Perhaps you're first on the menu for the bake sale, maybe you're the winner of a Lottery of Doom, or maybe - and this one's popular - you're going to be sacrificed in a fertility ritual. Either way, expect your impending horrible death to be offset by bunting, may poles and dancing.
It's a common trope, of course, and with good reason; the idea of a bizarre town conspiracy that kills outsiders is creepy enough, but to have that turn into a big celebration that you can bring the kids to adds an extra level of twisted terror to the proceedings. It also provides a useful way to get all your creepy village extras in one big scene and emphasize that whatever is going on is happening with the full consent of everyone, except possibly the protagonist.
A variation on the trope is that the killings are performed by a minority and that the rest of the town is oblivious. This, too, has a twisted horror to it - the idea that families are participating in a horrible murder without realizing is very creepy.
Not to be confused with Fate Worse Than Death, though the two can overlap.
Anime & Manga[]
- In Higurashi no Naku Koro ni, a young boy discovers that the village he has just moved to suffers mysterious deaths and disappearances after every Watanagashi Festival.
- The way Watanagashi apparently was originally celebrated. Wata can mean "cotton" and "intestines".
- The sequel, Umineko no Naku Koro ni, tries hard to follow in its predecessor's footsteps. During the ending of the second arc, Beatrice throws a ball and gets her new slave, Battler, to dress her up for it, then brings him down to the ball to show off to all of her Mook guests. After that, he and his grandfather become the main course.
- In One Piece, the town of Whiskey Peak seems like a constant pirate boozefest, but it's actually a pirate trap, run by a large group of bounty hunters. They get pirates to pass out drunk, then kill them.
- The manga Umi no Misaki has this same eerie flavor for a little while, until the main character realizes that it's more a case of A God Am I.
- In Pandora Hearts, Isla Yura throws Oz a second Coming-of-Age party since his initial ceremony was interrupted. At first, the party proceeds as normal with friends, family, and members of high society showing up to congratulate Oz and celebrate the occasion. Cue the discovery of a crazed religious cult, a slew of Brainwashed and Crazy Evil Orphans, and the Headhunter who's been killing off members of the Nightray family, all within the mansion where the party is being held, and you get this trope. Turns out, Yura plotted the whole thing as a means to recreate the Tragedy of Sablier by using Alice and Leo as sacrifices and having Oz unwillingly perform the role of the treacherous friend. Suffice to say, it was one of the more tragic and disturbing story arcs in the series.

§

→ SHORT TASK 1: Sum up the trope passage in two sentences.

Named object pointing entries:

§

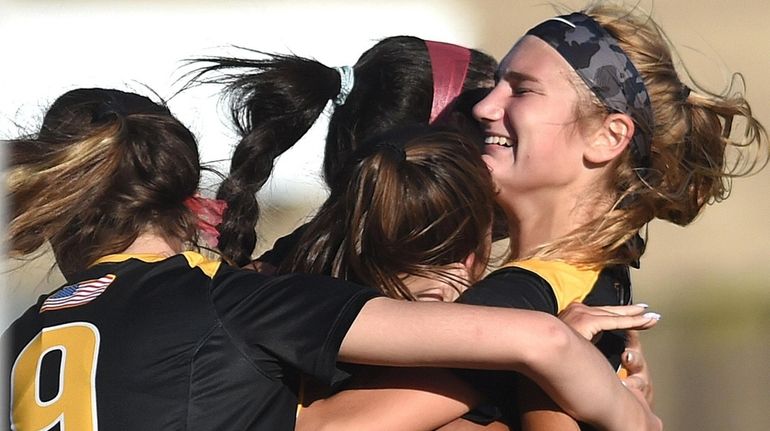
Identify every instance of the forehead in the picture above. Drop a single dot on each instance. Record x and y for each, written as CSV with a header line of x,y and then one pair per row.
x,y
533,57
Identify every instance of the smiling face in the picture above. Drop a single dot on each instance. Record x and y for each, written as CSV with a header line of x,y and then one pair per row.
x,y
534,144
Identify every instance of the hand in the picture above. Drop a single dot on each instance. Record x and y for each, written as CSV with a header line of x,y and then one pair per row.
x,y
638,371
591,321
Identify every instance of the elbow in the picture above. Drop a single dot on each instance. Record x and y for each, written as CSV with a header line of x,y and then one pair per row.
x,y
554,342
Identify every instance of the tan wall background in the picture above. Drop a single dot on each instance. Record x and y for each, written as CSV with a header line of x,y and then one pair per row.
x,y
711,351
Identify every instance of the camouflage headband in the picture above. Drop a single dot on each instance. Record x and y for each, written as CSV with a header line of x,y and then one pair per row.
x,y
598,59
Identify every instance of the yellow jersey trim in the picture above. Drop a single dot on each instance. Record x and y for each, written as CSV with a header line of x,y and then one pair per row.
x,y
569,283
195,260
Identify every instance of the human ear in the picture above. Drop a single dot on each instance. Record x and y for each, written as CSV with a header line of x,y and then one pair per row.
x,y
610,139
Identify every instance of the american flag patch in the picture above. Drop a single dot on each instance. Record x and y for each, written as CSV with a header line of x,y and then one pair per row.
x,y
77,294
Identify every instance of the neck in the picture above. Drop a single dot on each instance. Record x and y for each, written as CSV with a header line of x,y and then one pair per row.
x,y
152,243
537,220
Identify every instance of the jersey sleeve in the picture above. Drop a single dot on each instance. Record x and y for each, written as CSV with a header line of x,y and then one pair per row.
x,y
512,288
299,319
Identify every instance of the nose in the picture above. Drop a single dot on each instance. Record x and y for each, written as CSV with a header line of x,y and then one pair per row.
x,y
488,109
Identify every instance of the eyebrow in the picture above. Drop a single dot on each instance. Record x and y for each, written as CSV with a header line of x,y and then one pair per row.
x,y
514,76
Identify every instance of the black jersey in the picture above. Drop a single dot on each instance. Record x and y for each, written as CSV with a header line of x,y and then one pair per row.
x,y
546,286
179,343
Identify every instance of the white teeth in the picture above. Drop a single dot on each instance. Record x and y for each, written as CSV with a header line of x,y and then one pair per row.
x,y
497,140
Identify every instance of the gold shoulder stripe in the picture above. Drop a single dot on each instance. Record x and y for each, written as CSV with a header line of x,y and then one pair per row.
x,y
117,258
209,267
569,283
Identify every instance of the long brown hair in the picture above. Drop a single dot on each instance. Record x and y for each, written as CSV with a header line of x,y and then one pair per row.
x,y
694,156
105,167
275,99
410,203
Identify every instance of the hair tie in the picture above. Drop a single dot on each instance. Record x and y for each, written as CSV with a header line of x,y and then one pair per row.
x,y
449,65
347,80
209,214
607,70
394,148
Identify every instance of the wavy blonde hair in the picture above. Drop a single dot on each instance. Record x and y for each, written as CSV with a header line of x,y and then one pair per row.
x,y
105,167
694,156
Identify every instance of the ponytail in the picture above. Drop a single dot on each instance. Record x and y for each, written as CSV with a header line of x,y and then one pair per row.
x,y
105,167
273,103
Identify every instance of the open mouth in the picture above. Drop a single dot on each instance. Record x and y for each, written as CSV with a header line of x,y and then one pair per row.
x,y
499,140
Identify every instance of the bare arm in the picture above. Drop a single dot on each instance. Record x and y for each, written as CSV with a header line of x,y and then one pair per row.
x,y
385,399
460,336
539,413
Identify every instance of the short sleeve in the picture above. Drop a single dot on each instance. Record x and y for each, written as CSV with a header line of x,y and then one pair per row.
x,y
512,288
299,319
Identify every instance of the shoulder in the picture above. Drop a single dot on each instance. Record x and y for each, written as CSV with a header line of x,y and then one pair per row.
x,y
512,287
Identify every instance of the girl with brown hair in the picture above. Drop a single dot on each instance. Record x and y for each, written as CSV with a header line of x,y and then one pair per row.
x,y
591,134
149,335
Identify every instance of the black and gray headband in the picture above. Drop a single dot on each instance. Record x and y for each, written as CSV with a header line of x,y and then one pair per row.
x,y
598,59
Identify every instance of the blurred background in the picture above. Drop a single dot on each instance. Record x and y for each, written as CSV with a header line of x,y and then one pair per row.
x,y
710,354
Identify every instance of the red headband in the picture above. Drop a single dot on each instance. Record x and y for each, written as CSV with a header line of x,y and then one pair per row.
x,y
450,65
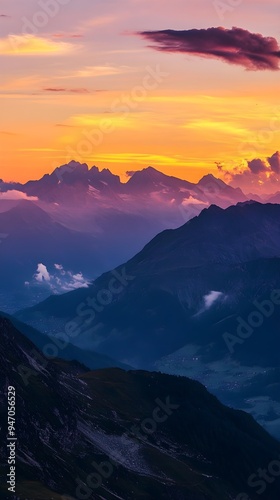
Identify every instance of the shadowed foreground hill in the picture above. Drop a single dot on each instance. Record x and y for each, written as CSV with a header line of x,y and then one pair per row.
x,y
161,436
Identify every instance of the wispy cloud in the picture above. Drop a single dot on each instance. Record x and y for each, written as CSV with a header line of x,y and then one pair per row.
x,y
59,90
253,51
16,195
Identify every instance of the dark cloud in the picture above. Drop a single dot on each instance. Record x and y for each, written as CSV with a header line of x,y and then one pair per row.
x,y
235,46
274,162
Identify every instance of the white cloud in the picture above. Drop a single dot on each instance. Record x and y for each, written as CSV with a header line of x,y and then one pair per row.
x,y
60,280
42,274
16,195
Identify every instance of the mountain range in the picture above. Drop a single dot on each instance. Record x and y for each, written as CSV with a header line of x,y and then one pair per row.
x,y
125,434
184,301
85,221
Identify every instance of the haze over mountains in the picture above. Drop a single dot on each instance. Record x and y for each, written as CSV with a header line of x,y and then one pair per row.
x,y
77,223
185,291
86,435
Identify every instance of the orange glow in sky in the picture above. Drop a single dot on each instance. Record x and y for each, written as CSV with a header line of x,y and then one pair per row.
x,y
84,86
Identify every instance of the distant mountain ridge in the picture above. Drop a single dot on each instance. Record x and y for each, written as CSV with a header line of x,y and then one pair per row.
x,y
88,221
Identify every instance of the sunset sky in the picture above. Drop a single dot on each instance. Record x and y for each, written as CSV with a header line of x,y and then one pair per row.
x,y
95,81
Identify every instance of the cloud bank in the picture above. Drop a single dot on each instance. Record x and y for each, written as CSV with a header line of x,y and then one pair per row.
x,y
258,174
237,46
16,195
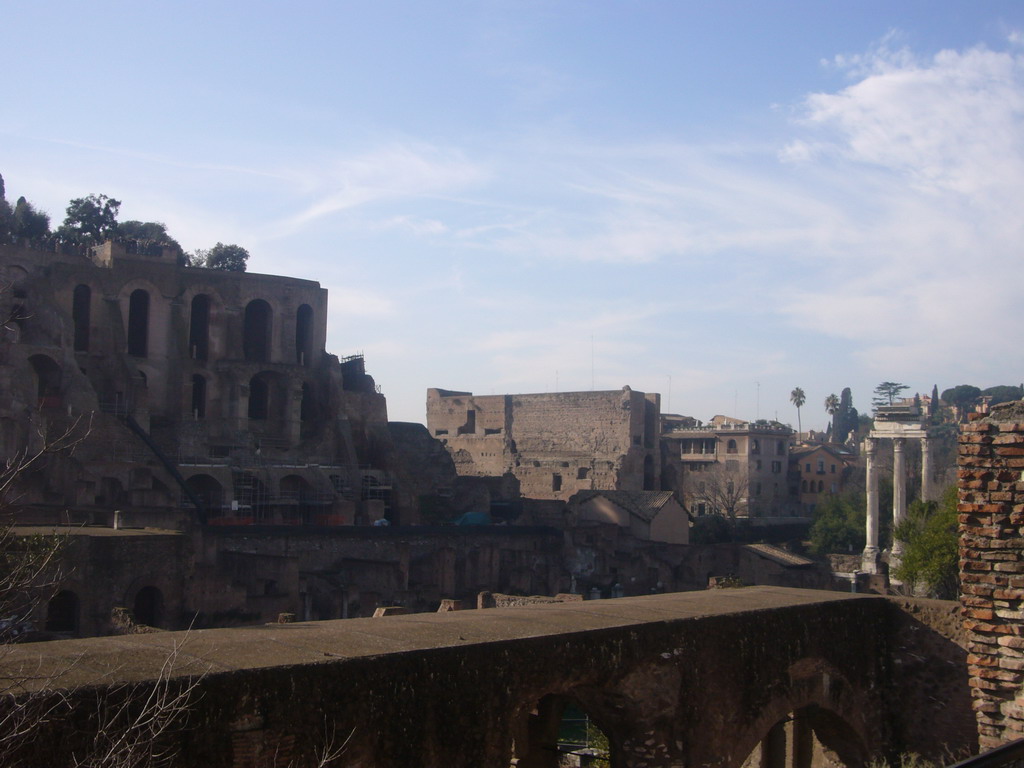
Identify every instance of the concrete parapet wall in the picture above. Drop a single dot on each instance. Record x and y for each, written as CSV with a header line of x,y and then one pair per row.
x,y
681,679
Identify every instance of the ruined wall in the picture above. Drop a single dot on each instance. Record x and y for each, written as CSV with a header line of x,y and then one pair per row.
x,y
991,549
696,679
553,443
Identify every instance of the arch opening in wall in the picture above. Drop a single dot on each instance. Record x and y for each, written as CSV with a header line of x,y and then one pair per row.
x,y
304,335
199,397
559,730
257,331
209,491
49,380
148,606
80,312
61,613
809,736
298,498
138,324
199,328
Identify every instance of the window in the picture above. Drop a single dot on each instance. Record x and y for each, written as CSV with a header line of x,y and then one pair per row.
x,y
199,328
304,335
138,324
199,397
80,315
256,336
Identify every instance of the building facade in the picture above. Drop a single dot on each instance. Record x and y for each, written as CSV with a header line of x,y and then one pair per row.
x,y
553,443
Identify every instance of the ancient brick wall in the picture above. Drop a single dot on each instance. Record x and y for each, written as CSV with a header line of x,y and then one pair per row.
x,y
991,514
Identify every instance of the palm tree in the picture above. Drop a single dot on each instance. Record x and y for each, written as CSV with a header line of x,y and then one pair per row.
x,y
798,398
832,408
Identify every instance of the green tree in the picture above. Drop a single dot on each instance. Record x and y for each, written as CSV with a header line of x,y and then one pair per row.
x,y
798,398
963,397
832,408
90,219
886,392
930,541
231,258
154,231
6,215
839,524
1003,393
28,223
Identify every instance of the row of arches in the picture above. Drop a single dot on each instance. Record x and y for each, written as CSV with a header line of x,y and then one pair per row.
x,y
257,333
268,398
560,730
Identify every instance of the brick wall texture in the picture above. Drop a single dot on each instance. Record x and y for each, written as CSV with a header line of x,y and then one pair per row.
x,y
991,551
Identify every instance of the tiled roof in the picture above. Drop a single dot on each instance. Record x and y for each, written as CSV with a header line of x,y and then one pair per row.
x,y
643,504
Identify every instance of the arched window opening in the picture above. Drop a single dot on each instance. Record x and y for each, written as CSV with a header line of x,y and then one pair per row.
x,y
259,398
199,397
80,312
559,730
256,340
209,491
307,409
304,335
252,497
297,497
61,613
199,328
811,735
148,607
49,379
138,324
649,481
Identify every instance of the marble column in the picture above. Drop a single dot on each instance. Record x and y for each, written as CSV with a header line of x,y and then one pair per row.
x,y
899,494
869,560
927,483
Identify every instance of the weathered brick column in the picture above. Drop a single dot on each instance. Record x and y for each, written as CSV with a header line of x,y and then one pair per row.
x,y
991,551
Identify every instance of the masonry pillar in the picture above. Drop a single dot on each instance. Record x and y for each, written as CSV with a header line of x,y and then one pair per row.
x,y
899,496
991,551
927,484
869,560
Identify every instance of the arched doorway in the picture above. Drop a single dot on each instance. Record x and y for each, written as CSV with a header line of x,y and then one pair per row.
x,y
148,606
258,325
61,613
199,328
138,324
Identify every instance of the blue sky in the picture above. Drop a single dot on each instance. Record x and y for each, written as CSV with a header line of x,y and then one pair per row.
x,y
715,201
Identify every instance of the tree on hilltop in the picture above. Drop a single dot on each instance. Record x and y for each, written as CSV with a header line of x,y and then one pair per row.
x,y
798,398
230,258
887,392
90,220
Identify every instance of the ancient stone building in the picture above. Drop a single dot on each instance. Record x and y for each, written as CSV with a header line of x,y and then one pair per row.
x,y
553,443
730,466
201,394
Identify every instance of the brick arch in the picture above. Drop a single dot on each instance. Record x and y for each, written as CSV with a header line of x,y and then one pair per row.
x,y
824,700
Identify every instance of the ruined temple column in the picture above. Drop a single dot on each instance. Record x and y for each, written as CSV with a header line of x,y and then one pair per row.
x,y
899,495
927,484
869,560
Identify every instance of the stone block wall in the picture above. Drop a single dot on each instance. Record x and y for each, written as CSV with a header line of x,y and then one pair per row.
x,y
991,551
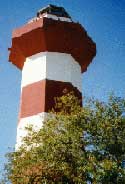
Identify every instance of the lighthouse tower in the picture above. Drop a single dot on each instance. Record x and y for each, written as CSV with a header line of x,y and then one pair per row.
x,y
52,51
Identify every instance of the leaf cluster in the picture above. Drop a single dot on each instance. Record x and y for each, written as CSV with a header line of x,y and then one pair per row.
x,y
75,145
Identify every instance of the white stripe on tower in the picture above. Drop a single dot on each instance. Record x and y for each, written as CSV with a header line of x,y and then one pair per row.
x,y
54,66
52,51
39,67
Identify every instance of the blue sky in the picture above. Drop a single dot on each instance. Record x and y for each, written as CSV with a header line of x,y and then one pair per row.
x,y
104,22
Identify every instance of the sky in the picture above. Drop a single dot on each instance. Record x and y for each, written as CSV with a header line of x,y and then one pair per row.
x,y
104,22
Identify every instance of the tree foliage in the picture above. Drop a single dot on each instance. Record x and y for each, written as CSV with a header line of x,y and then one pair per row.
x,y
76,145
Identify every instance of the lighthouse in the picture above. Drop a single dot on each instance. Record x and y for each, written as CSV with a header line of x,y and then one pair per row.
x,y
52,51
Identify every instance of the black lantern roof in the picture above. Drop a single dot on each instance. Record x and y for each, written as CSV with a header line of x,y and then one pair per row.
x,y
54,10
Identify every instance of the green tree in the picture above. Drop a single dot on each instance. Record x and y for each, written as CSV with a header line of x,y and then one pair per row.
x,y
76,145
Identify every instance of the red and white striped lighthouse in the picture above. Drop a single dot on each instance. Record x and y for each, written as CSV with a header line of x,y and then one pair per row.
x,y
52,51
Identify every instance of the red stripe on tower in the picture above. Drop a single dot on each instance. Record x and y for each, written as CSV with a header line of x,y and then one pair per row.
x,y
52,51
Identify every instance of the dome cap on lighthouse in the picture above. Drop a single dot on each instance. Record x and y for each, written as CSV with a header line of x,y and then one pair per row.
x,y
54,10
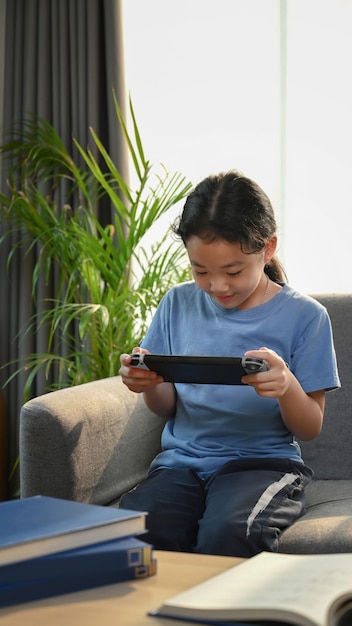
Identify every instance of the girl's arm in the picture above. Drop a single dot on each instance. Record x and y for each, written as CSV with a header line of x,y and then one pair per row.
x,y
160,397
301,412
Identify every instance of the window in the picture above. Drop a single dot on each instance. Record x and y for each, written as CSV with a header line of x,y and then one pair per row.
x,y
262,86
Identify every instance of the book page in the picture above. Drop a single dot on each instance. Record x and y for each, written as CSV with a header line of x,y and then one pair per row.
x,y
272,586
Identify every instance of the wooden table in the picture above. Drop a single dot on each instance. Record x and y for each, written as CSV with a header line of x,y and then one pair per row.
x,y
122,604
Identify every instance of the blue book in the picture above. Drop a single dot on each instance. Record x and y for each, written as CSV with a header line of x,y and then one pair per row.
x,y
102,559
75,570
40,525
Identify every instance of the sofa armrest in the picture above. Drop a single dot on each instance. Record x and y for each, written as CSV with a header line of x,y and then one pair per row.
x,y
89,443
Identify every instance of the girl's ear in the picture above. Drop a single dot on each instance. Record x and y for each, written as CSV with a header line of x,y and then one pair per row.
x,y
270,249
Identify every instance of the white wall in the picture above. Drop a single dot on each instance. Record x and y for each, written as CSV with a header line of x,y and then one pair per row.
x,y
207,83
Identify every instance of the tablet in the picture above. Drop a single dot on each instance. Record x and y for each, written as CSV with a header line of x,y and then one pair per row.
x,y
214,370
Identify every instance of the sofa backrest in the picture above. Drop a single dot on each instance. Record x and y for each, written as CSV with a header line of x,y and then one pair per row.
x,y
330,454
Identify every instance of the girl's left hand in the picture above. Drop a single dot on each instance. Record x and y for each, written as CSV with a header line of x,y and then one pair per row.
x,y
276,381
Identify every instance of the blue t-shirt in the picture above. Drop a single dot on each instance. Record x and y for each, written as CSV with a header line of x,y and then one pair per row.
x,y
214,424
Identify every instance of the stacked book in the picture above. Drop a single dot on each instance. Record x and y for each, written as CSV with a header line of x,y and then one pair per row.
x,y
50,546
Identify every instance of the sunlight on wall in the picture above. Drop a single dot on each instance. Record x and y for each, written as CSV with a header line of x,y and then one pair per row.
x,y
205,82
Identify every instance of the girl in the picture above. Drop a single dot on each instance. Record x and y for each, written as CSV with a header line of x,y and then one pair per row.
x,y
230,477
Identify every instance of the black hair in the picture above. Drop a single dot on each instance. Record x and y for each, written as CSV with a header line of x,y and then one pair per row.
x,y
234,208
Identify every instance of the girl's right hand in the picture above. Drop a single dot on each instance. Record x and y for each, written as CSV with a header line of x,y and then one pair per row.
x,y
137,380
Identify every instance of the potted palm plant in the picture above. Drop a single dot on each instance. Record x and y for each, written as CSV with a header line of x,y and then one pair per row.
x,y
109,278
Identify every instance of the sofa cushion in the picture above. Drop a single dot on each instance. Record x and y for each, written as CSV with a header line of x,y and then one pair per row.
x,y
326,525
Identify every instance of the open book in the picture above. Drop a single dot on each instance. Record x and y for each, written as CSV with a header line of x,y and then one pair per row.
x,y
304,590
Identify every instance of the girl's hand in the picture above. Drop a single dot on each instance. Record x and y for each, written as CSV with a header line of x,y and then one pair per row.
x,y
136,379
276,381
301,412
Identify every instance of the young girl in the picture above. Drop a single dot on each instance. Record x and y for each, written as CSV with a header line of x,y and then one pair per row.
x,y
230,477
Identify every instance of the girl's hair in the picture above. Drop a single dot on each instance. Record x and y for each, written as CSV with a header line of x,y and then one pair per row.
x,y
234,208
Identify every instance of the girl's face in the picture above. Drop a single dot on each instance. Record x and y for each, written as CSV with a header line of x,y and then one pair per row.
x,y
231,277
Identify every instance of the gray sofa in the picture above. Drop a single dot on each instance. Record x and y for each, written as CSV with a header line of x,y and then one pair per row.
x,y
95,441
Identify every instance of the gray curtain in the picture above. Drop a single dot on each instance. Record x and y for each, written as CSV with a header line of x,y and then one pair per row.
x,y
62,60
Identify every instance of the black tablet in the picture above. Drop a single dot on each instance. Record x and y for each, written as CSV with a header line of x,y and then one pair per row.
x,y
213,370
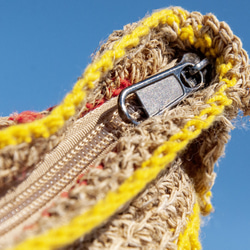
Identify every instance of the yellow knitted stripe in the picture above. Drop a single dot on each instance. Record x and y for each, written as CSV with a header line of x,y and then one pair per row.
x,y
162,156
166,153
53,122
189,239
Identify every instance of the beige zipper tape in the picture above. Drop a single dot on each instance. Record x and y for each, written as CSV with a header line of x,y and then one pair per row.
x,y
84,142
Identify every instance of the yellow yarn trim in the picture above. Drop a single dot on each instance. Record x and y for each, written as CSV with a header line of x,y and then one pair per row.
x,y
162,156
189,239
53,122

§

→ SHORT TASK 2: Reproduce word for word the part of the records that opens with the line containing "Identify every instance of the yellow yarn" and runs through the end of the records, including both of those ends.

→ FINISHED ANSWER 1: The passage describes a common trope in which your impending horrible death, such as a sacrifice in a fertility ritual, comes with bunting, maypoles and dancing, which adds twisted terror and shows that everyone except possibly the protagonist consents. In a variation, a minority performs the killings while the rest of the town is oblivious, and examples from anime and manga include the Watanagashi Festival in Higurashi no Naku Koro ni and the pirate trap at Whiskey Peak in One Piece.

→ FINISHED ANSWER 2:
Identify every instance of the yellow yarn trim in the picture above. Drop a single dot on each instance. Record x and y for each, written as CSV with a header line of x,y and then one pair per row.
x,y
162,156
189,239
53,122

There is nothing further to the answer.